### Provided data
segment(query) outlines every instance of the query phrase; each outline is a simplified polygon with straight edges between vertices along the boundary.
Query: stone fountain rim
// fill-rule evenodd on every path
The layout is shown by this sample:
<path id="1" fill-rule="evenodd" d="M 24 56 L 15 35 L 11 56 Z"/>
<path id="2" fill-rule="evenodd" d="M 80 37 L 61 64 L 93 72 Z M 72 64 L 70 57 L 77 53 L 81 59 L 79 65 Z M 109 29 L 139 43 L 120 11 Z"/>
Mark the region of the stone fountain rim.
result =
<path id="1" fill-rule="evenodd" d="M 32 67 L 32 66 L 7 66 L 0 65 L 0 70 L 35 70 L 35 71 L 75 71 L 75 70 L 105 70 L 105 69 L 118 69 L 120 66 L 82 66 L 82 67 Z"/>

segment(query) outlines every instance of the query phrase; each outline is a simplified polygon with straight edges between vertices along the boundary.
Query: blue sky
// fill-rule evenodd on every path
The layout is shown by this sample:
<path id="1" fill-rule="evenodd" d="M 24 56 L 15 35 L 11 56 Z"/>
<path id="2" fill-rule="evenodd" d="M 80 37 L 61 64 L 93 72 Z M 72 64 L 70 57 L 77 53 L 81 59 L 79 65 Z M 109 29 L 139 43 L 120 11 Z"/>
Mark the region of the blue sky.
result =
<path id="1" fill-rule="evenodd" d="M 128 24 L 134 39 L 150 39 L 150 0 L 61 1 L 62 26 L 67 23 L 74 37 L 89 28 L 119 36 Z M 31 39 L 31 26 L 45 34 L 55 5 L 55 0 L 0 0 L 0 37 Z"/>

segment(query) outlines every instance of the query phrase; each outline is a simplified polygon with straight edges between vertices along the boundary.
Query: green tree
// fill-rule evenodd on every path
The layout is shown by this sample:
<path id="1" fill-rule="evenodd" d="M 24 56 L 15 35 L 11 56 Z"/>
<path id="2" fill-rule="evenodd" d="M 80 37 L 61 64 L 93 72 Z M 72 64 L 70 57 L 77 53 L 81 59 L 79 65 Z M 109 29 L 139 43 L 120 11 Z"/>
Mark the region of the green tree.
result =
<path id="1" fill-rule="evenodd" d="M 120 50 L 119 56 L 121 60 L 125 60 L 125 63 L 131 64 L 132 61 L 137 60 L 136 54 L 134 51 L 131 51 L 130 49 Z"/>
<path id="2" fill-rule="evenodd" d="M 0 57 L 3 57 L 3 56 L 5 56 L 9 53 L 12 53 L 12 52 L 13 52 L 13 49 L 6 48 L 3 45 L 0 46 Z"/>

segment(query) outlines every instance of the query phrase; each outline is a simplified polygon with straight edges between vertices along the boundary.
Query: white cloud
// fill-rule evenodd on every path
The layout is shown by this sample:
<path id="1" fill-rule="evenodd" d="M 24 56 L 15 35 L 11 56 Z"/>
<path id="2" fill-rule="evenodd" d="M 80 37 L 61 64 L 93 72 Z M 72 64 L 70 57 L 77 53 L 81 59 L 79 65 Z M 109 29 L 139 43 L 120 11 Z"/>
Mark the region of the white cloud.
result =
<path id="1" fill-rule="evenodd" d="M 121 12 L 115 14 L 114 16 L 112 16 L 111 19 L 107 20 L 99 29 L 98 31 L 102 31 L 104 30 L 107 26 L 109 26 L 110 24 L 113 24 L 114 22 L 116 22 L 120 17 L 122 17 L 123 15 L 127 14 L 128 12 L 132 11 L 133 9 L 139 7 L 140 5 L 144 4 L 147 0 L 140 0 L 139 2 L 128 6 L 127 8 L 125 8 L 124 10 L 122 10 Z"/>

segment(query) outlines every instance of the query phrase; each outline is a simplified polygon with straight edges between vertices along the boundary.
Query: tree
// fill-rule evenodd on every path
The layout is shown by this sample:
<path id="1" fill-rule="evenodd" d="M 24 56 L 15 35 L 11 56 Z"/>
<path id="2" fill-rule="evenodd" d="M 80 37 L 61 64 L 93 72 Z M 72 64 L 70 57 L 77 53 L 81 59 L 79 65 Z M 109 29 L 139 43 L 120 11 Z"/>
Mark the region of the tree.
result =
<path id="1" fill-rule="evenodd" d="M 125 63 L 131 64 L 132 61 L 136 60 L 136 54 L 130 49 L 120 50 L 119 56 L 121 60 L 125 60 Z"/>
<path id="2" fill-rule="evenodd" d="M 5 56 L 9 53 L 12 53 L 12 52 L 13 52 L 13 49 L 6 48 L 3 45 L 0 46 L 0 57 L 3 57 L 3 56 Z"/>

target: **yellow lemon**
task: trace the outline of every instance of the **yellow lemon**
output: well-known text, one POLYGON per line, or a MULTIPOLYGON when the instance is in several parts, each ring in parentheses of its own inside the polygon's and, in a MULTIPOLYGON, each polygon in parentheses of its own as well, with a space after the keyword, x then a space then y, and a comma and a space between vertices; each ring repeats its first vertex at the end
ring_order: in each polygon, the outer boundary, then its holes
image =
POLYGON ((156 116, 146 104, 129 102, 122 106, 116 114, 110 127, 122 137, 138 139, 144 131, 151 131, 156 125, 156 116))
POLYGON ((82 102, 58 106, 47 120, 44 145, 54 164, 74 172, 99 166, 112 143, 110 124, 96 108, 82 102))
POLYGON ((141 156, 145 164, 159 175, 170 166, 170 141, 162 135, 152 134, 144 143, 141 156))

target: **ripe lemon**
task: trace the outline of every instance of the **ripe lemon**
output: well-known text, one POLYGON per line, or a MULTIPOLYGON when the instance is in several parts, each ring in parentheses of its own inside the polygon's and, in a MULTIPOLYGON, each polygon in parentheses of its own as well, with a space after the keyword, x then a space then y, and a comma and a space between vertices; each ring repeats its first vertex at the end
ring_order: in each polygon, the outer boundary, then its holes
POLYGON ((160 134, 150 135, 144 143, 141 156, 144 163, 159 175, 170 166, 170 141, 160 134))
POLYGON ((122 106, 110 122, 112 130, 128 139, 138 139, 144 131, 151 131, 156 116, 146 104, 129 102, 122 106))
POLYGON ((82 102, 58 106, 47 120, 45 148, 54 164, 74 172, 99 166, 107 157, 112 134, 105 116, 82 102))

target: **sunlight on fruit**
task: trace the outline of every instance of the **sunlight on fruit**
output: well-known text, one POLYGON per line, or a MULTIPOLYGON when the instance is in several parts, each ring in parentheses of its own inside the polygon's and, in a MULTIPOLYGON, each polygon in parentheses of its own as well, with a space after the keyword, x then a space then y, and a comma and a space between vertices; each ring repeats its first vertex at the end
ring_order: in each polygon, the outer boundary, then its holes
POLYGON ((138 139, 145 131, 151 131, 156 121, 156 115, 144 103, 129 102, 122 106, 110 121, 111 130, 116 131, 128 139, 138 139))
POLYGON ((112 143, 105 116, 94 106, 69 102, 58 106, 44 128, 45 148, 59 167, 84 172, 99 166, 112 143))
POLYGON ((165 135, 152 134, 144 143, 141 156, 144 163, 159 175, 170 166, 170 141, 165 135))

### Objective
Please rewrite the items in the stretch from the line containing "target: **sunlight on fruit**" through the end of the items as a two-column CSV with the columns item_text and answer. Give one row per item, put each field in quotes, and turn every line break into a space.

### Exercise solution
item_text,answer
"target: **sunlight on fruit** task: trace the outline of every instance of the **sunlight on fruit** output: well-known text, one POLYGON per line, or a MULTIPOLYGON when the instance is in several parts, each ring in parentheses of its own inside the polygon's and, in a MULTIPOLYGON, each polygon in parentheses of its own as well, with a space after the keyword, x then a space then y, and a comma and a space between vertices; each ring repeats its first vertex at the end ring_order: in each polygon, the outer boundary, then its holes","POLYGON ((138 139, 145 131, 151 131, 156 121, 156 115, 144 103, 129 102, 122 106, 110 121, 111 130, 116 131, 128 139, 138 139)) POLYGON ((112 143, 105 116, 94 106, 69 102, 58 106, 44 128, 45 148, 59 167, 84 172, 99 166, 112 143)) POLYGON ((165 135, 152 134, 144 143, 141 156, 144 163, 159 175, 170 166, 170 141, 165 135))"